§ **EXTRACT**:
==============================

This page holds a collection of opinions, and the occasional fact, developed while trying to convince some high-end PC's to be useful as networking research platforms. Our experiments cover PC's used both as hosts and IP routers. For hosts, our interest is primarily in human-communication capabilties - video, audio, and interactive graphics, rather than the more traditional data throughput measures. Our Fast PC Routers are experimental platforms designed for whizzo performance and flexibility in an experimental testbed environment.
This page is colored by our using BSD-derived Unix as the basic operating system environment. Some things would look very different from a Windows perspective. More on that at a later date.
The advent of the PCI bus has finally brought reasonable I/O capabilities to the PC world. Unfortunately, your choice of motherboard and PCI chipset can make a huge difference in performance for typical networked applications. This is doubly true because the "PCI chipset" manages the CPU's connection with system memory, as well as controlling and arbitrating the PCI bus.
The first thing everyone hears about the PCI bus is that it has 132MB/s of I/O bandwidth. This fact is of almost no relevance to network system designers. The performance actually achieved by a PCI-bus computer depends on a number of more subtle factors. Among these are:
Jan
17, 1997: This section is basically one generation out of date. I
left it in for background until I have a chance to fix
it.
PCI chipset design for the Pentium processor has evolved through several cycles. The most recent chips from Intel have very good performance potential when compared with earlier devices. For the Pentium Pro, a second generation chipset has recently become available, but does not totally replace the original version.
For some time now Intel's Triton chipset was the best choice for Pentium PCI motherboards. Now called the 430FX, this chipset was the first to support running a PCI bus at close to full speed. However, this chipset is now obsolete. It's manufacture will shortly be discontinued by Intel, although motherboards built using it will probably be in the supply pipeline for a while. Also, early versions had a bug in the CPU to PCI logic which drastically limited throughput. The most recent revision works well. Motherboards using this design wouldn't be the choice for a new purchase, but if you have one it will work OK for most things.

==============================

§ **DATASET EXTRACT**:

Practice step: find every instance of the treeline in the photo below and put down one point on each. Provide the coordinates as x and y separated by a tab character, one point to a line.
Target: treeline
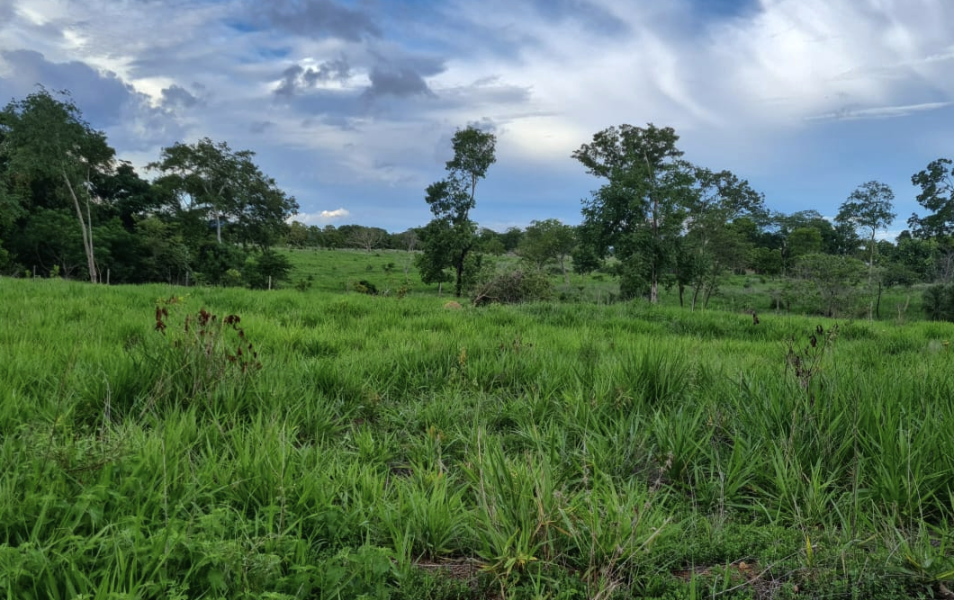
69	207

==============================

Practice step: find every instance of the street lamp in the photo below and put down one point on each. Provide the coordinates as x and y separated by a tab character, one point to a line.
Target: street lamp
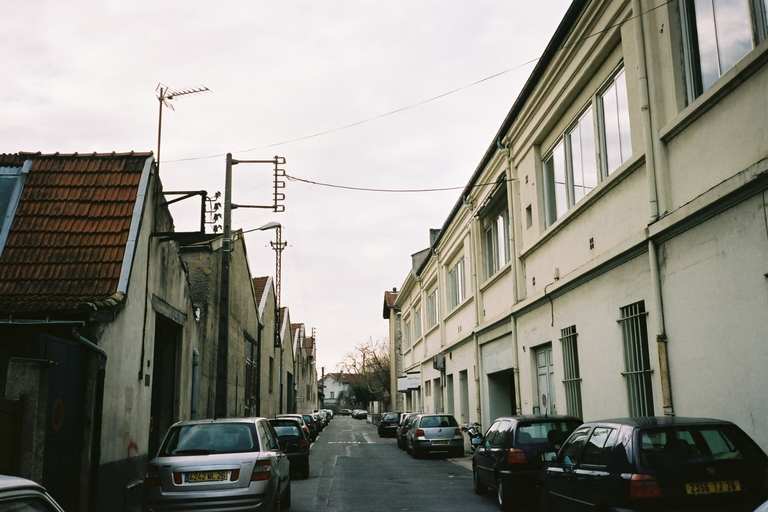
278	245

==============================

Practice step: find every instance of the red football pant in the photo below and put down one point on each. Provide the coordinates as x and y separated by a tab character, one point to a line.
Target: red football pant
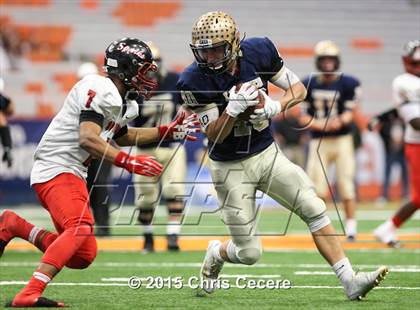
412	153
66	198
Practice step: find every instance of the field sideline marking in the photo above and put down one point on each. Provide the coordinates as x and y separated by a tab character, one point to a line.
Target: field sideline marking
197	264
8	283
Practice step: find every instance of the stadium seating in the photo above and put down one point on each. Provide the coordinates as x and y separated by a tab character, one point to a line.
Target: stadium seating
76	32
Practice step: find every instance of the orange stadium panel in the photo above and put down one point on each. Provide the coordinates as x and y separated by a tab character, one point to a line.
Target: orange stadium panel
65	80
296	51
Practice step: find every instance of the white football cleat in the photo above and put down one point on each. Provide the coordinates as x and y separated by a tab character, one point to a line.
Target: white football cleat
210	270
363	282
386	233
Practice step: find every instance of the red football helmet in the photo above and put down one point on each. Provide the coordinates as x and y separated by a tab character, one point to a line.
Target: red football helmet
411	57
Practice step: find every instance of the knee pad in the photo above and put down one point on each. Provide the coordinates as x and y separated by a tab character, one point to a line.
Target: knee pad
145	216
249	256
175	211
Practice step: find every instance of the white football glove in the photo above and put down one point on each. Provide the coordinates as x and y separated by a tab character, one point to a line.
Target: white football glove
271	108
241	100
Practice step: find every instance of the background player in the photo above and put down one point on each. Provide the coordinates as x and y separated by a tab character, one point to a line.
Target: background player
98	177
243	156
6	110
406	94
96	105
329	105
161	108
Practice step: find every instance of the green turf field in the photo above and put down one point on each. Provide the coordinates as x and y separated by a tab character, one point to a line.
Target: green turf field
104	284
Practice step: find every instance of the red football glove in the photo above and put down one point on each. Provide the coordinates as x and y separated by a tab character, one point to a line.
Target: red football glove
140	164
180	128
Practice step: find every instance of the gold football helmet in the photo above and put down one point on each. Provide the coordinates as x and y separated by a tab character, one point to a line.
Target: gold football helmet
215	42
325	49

==============================

§ **TASK DESCRIPTION**: Continue the notes on PCs as networking research platforms, picking up after their last sentence.

§ **RESPONSE TO THIS TASK**:
The follow-on to the Triton chipset (sometimes called the Triton II, though not officially) supports Intel's new Concurrent PCI enhancements, which improve PCI's capabilities for both fast packet I/O and multimedia data management. It should be well suited for audio and ATM applications in particular. This chipset has two variants. The 430HX, has an efficient controller for current fast memory designs (EDO), a PCI bus controller tuned well for short-burst traffic, and supports ECC memory and other "server" requirements. The 430VX supports Synchronous DRAM for sigificantly improved main-memory access timings, but appears to have a slightly less capable PCI controller.
Motherboards built around the Triton II chipsets have been available since late April of 1996. Unfortunately (again) the first steppings of this chipset had a number of problems, but the pipeline has now cleared, and boards purchased today should be OK. The Configurations section gives some specific examples of systems which have worked for us.
We are currently using motherboards constructed around the 430HX chipset for desktop workstations and mbone terminals, with very good results. However, the 430VX is more of a puzzle. When used with Synchronous DRAM (SDRAM), itshould be a great design for networked applications, because SDRAM's fast cycle times should reduce memory access overhead with the high data cache miss rates typical of messaging applications. However, real-life experience with this chip is mixed. The fact that some people report excellent performance suggests that the difficulty may lie with board or system configuration rather than the chipset itself.We don't yet have any local experience to report yet.
On the Pentium Pro front, until recently the only choice was the 450GX/KX Orion chipset. This design works well for the typical server machine, but appears to have somewhat higher bus arbitration overhead than the Triton, and can achieve its best main memory access timing only with four-way interleaving, which implies a lot of SIMMS. The chip suports only the older Fast-Page-Mode memory. Again (there is a theme here) the first revisions of the chipset had a bug which limited I/O throughput, but the current version is OK.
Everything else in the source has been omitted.